▶ Requirement
Take every line from the data that has the word "hair" in it.

▶ Region pointing data
——

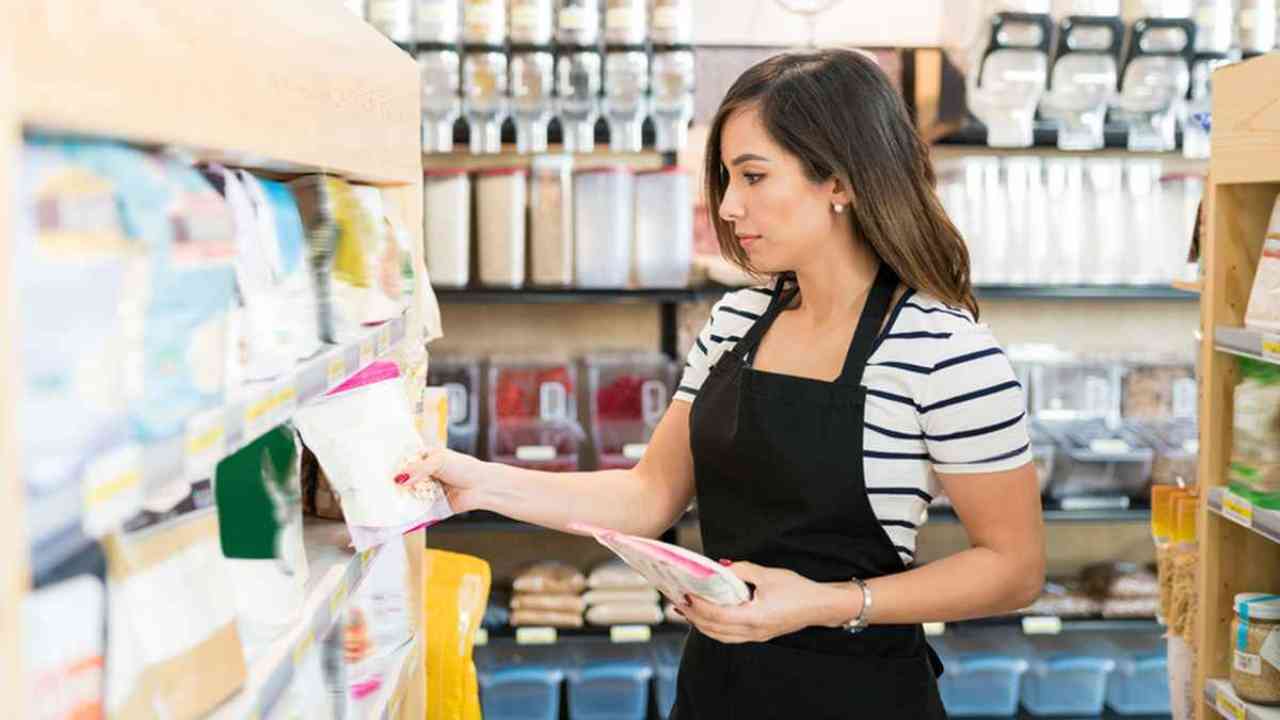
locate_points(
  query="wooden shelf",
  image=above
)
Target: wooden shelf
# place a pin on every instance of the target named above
(287, 86)
(1220, 696)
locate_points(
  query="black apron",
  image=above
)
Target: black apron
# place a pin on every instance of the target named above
(778, 469)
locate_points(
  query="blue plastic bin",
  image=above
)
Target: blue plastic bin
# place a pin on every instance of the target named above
(608, 682)
(983, 671)
(1139, 684)
(519, 683)
(1068, 675)
(667, 651)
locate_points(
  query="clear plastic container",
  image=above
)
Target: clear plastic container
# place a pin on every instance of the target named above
(460, 377)
(1068, 674)
(664, 228)
(533, 22)
(629, 395)
(667, 652)
(577, 23)
(484, 22)
(1139, 684)
(520, 682)
(983, 673)
(672, 22)
(626, 22)
(1095, 459)
(501, 226)
(603, 226)
(447, 232)
(437, 22)
(533, 414)
(551, 220)
(608, 682)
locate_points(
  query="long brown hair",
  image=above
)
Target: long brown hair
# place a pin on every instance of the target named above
(840, 114)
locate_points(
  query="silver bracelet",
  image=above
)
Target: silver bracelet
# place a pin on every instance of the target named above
(859, 624)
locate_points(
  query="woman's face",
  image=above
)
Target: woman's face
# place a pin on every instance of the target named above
(780, 217)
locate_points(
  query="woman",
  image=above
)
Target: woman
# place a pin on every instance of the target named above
(818, 417)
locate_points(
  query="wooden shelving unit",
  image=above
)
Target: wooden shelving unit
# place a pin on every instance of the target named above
(1244, 181)
(282, 87)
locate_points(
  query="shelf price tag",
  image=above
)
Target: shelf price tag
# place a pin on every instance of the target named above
(1042, 625)
(1229, 706)
(337, 370)
(535, 636)
(630, 633)
(1237, 509)
(1271, 347)
(205, 445)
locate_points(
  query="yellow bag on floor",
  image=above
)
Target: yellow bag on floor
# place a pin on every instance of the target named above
(457, 592)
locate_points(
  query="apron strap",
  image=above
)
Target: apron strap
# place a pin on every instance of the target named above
(869, 326)
(752, 340)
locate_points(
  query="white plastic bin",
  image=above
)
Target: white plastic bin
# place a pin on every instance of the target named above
(603, 224)
(447, 226)
(664, 228)
(501, 203)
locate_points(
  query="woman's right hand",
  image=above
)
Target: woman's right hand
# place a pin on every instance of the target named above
(460, 475)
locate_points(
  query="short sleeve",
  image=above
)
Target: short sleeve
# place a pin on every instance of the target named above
(731, 318)
(974, 410)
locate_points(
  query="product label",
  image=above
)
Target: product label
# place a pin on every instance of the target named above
(1270, 650)
(1248, 662)
(535, 452)
(1237, 509)
(630, 633)
(1042, 625)
(535, 636)
(337, 372)
(1229, 706)
(1271, 347)
(206, 445)
(112, 490)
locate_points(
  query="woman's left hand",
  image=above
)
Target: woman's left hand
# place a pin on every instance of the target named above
(784, 602)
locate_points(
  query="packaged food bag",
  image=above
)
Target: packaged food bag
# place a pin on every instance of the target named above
(174, 650)
(673, 570)
(1255, 470)
(457, 591)
(259, 499)
(362, 434)
(1264, 309)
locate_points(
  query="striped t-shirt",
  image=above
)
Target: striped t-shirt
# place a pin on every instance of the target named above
(941, 397)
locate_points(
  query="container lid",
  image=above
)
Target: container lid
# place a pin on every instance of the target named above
(1257, 606)
(508, 171)
(443, 172)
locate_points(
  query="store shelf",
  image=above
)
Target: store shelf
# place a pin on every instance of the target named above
(1248, 343)
(1221, 697)
(336, 574)
(549, 296)
(1240, 511)
(1075, 510)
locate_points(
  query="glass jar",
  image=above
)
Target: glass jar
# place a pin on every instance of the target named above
(1256, 645)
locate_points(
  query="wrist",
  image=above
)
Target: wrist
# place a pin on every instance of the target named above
(842, 604)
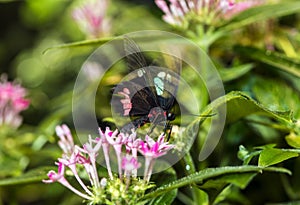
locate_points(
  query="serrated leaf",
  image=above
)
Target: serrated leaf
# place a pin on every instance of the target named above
(215, 186)
(36, 175)
(238, 105)
(278, 60)
(210, 173)
(271, 156)
(260, 13)
(163, 178)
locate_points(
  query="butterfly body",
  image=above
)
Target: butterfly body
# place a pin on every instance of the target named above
(147, 94)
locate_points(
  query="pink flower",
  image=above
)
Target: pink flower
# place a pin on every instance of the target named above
(180, 12)
(59, 176)
(12, 102)
(91, 18)
(66, 142)
(153, 149)
(130, 163)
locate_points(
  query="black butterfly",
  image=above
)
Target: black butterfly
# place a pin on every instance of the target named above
(147, 95)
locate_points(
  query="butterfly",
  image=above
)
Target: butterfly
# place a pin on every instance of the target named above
(147, 94)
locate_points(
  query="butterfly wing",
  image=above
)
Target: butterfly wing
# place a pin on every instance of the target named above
(146, 87)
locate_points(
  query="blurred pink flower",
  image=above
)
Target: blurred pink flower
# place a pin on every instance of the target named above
(12, 102)
(91, 18)
(178, 12)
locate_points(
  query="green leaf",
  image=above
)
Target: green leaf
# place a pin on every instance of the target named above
(238, 105)
(101, 41)
(271, 156)
(260, 13)
(293, 140)
(278, 60)
(235, 72)
(80, 44)
(210, 173)
(163, 178)
(35, 175)
(215, 187)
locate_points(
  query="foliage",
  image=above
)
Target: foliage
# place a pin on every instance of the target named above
(256, 55)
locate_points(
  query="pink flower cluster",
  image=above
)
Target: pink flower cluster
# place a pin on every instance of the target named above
(85, 156)
(12, 102)
(176, 11)
(91, 18)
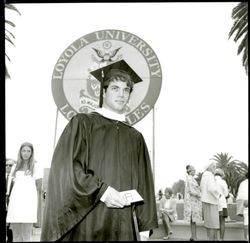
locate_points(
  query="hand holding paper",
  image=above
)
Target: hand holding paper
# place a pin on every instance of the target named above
(132, 196)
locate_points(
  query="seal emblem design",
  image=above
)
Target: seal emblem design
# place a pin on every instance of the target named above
(75, 90)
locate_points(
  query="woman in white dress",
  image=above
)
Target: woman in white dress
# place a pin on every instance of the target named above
(22, 208)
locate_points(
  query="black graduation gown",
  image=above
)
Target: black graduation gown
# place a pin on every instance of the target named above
(95, 152)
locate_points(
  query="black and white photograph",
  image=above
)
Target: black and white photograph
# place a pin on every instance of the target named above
(126, 121)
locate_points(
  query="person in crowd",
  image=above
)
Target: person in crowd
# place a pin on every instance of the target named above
(224, 194)
(22, 208)
(210, 198)
(8, 166)
(168, 212)
(242, 204)
(192, 201)
(98, 157)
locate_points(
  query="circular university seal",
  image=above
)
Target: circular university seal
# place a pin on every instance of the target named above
(75, 90)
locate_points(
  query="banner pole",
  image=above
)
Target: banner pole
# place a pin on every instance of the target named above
(55, 128)
(153, 152)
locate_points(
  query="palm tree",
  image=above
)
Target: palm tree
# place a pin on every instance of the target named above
(234, 170)
(240, 27)
(8, 34)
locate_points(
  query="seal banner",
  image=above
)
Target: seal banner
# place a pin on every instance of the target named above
(75, 90)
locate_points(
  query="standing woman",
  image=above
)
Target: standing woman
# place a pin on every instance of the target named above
(222, 206)
(192, 202)
(22, 209)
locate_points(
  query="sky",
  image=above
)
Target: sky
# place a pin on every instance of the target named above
(202, 108)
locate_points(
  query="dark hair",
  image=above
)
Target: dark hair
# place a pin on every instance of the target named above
(169, 191)
(120, 77)
(20, 159)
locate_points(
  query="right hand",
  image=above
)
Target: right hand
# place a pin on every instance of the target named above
(115, 200)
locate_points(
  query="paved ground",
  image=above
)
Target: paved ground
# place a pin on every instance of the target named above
(37, 233)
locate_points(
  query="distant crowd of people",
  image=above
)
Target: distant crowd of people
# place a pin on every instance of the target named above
(205, 202)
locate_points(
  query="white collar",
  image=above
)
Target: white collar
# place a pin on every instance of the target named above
(110, 114)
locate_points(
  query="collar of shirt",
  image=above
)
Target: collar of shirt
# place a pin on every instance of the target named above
(111, 115)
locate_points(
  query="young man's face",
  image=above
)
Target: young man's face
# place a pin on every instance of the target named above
(116, 96)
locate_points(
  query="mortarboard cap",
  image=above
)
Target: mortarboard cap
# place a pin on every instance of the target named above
(117, 68)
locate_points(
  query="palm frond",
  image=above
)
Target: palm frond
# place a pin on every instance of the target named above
(240, 29)
(10, 33)
(7, 75)
(243, 44)
(10, 23)
(9, 40)
(7, 57)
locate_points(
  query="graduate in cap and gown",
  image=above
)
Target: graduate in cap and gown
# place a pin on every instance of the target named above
(99, 156)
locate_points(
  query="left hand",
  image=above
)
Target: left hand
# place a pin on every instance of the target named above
(144, 238)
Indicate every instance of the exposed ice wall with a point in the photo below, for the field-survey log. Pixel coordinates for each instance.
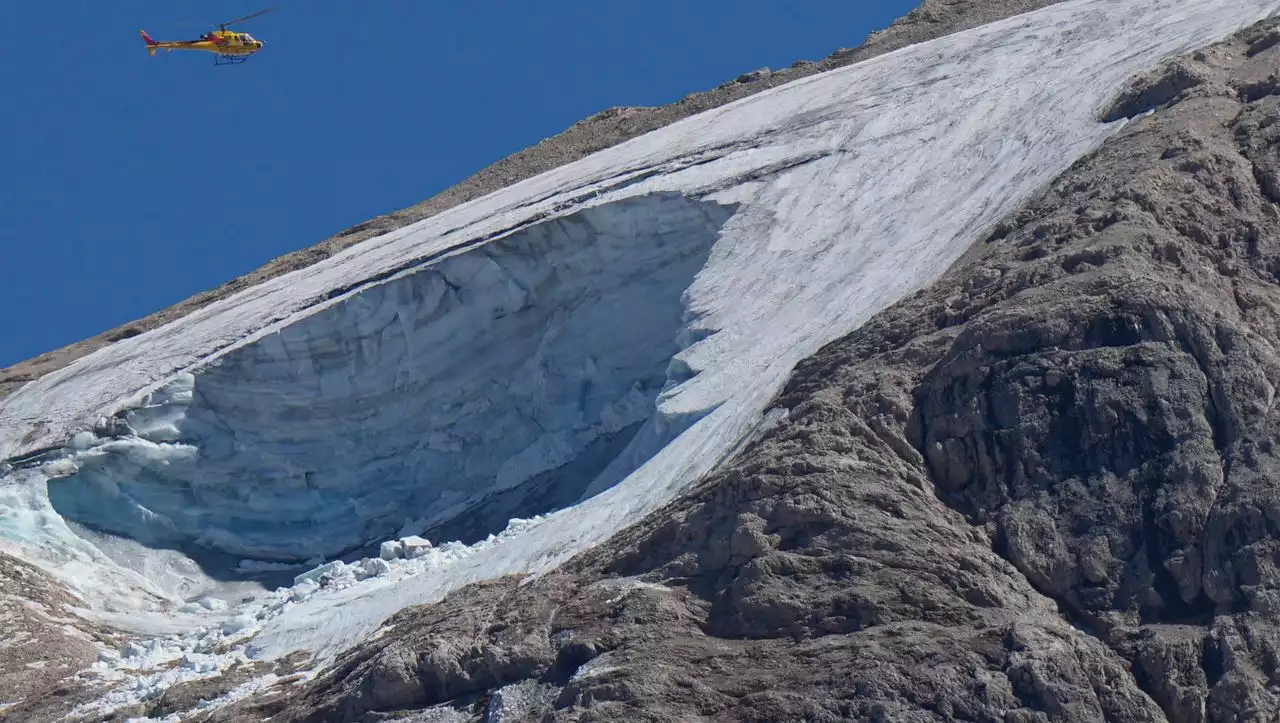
(853, 188)
(414, 399)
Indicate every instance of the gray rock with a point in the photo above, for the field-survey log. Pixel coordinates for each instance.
(1042, 490)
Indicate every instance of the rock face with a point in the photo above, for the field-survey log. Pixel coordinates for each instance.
(1042, 490)
(933, 18)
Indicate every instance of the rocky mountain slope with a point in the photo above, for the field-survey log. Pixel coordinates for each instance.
(1043, 489)
(933, 18)
(1040, 490)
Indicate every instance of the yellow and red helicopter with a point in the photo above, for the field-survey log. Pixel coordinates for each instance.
(229, 47)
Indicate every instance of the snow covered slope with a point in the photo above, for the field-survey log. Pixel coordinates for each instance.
(615, 328)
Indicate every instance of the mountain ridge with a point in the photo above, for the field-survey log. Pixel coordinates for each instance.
(603, 129)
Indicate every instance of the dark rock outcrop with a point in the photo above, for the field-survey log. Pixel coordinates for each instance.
(933, 18)
(1045, 489)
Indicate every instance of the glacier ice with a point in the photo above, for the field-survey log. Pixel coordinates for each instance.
(295, 417)
(416, 398)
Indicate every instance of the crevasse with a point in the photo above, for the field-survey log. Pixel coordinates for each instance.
(490, 384)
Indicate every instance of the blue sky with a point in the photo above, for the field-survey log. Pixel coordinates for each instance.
(133, 182)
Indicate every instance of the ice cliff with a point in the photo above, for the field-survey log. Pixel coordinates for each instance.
(584, 344)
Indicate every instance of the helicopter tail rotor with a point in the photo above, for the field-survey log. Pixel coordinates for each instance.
(224, 26)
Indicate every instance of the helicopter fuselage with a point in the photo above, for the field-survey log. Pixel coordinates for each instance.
(222, 42)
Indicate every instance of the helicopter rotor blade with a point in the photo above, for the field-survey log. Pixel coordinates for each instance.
(245, 18)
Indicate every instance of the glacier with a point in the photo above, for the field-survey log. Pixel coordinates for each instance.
(567, 353)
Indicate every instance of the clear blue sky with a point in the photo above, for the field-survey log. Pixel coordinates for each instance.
(133, 182)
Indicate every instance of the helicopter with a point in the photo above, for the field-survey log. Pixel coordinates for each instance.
(229, 47)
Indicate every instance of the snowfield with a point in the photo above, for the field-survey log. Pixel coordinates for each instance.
(570, 352)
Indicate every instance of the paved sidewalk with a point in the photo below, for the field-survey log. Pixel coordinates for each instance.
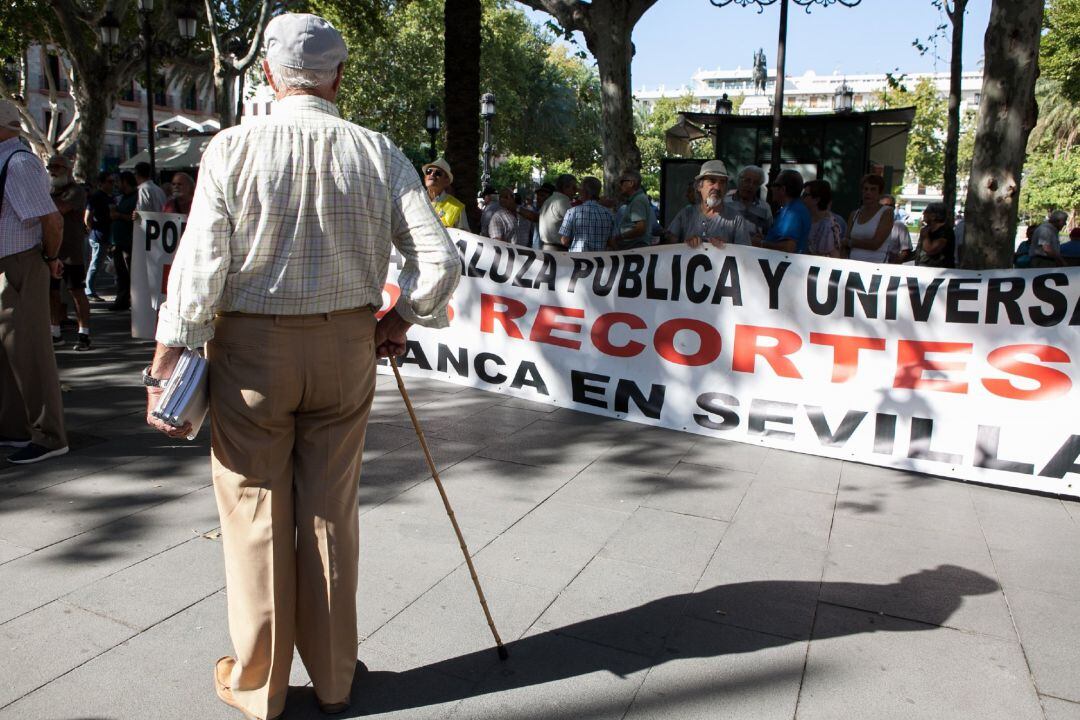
(634, 573)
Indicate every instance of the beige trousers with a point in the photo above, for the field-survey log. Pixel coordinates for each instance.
(289, 398)
(30, 405)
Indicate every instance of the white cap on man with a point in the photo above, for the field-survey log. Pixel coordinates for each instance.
(305, 42)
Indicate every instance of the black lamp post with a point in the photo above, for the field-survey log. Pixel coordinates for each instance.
(724, 106)
(432, 122)
(778, 99)
(146, 48)
(844, 98)
(486, 111)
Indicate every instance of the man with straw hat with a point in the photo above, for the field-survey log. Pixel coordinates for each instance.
(280, 272)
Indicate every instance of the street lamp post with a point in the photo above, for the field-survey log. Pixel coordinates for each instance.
(432, 123)
(844, 98)
(146, 48)
(486, 111)
(724, 106)
(778, 100)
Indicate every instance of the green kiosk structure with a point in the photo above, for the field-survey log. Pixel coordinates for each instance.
(837, 147)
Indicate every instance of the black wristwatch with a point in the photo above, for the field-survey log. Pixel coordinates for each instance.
(150, 381)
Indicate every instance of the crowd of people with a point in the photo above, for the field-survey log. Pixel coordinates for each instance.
(576, 217)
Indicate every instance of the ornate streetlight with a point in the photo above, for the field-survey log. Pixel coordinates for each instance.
(146, 48)
(433, 123)
(778, 100)
(724, 106)
(844, 98)
(486, 111)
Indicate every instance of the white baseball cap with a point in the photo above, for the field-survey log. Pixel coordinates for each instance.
(305, 42)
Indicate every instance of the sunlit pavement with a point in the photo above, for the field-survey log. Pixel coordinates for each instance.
(633, 572)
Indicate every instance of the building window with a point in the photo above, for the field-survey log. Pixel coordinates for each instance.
(131, 138)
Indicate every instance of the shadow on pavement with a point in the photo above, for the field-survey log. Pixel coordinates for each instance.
(558, 654)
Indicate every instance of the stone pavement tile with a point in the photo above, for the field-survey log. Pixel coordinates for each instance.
(774, 513)
(1052, 568)
(163, 674)
(550, 545)
(713, 492)
(1049, 628)
(381, 438)
(11, 551)
(765, 586)
(620, 605)
(16, 480)
(416, 693)
(932, 578)
(907, 500)
(718, 671)
(553, 677)
(610, 487)
(402, 556)
(486, 494)
(149, 592)
(802, 472)
(48, 642)
(446, 625)
(566, 447)
(862, 665)
(39, 578)
(62, 511)
(1060, 709)
(648, 448)
(667, 541)
(1020, 521)
(485, 425)
(716, 452)
(391, 474)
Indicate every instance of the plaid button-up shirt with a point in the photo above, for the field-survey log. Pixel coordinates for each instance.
(26, 200)
(589, 227)
(293, 215)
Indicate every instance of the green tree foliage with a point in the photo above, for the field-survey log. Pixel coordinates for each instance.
(1058, 56)
(547, 99)
(650, 127)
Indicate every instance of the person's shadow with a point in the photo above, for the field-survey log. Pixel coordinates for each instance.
(643, 637)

——

▶ Answer for the task
  query="long brown hair",
Target: long brown hair
  query="dark hair",
Target: dark hair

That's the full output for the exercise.